**The records**
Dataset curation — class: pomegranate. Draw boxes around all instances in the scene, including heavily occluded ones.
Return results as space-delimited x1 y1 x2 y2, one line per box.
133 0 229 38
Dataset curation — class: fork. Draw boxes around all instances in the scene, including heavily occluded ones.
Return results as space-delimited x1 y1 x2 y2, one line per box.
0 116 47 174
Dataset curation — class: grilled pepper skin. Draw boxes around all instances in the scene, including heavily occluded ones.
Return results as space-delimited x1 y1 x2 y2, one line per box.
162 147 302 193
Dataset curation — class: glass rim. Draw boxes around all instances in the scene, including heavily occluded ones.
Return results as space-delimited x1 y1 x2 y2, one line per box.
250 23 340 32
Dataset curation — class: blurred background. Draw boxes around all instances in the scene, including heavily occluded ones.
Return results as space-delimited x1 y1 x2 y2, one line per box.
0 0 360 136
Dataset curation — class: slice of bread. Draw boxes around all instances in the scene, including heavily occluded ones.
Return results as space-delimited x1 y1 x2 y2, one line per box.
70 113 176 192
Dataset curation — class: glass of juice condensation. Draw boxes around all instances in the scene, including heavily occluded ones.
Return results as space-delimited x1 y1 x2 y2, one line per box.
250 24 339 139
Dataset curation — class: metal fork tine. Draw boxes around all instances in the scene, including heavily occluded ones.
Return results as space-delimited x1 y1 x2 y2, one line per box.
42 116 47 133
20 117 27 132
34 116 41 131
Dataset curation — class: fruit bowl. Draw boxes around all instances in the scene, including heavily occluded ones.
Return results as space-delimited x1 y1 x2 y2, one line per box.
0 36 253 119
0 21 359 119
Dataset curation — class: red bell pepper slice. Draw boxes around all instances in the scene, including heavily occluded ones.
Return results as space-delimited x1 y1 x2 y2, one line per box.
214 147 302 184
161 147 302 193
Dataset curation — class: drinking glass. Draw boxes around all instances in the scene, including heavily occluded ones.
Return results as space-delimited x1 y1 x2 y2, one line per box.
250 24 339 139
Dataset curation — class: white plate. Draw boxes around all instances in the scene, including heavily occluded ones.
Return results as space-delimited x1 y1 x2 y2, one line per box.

**Exercise directions**
Extract and reproduce, exactly as they appear in the data above, the lines between the line holding "Dataset curation — class: metal" and the line holding "0 21 359 119", inclusive.

**Reply**
Dataset curation — class: metal fork tine. Draw boxes around all instances in the scene, including heavily occluded ones.
Return results as space-delimited x1 y1 x2 y2, one line per box.
42 116 47 133
20 117 27 132
34 116 41 131
Dataset curation — class: fruit bowl. Draw boxes around all instances in the scene, including heavily occluded ones.
Return results as space-delimited x1 y1 x2 y2, one line per box.
0 36 253 119
0 21 359 119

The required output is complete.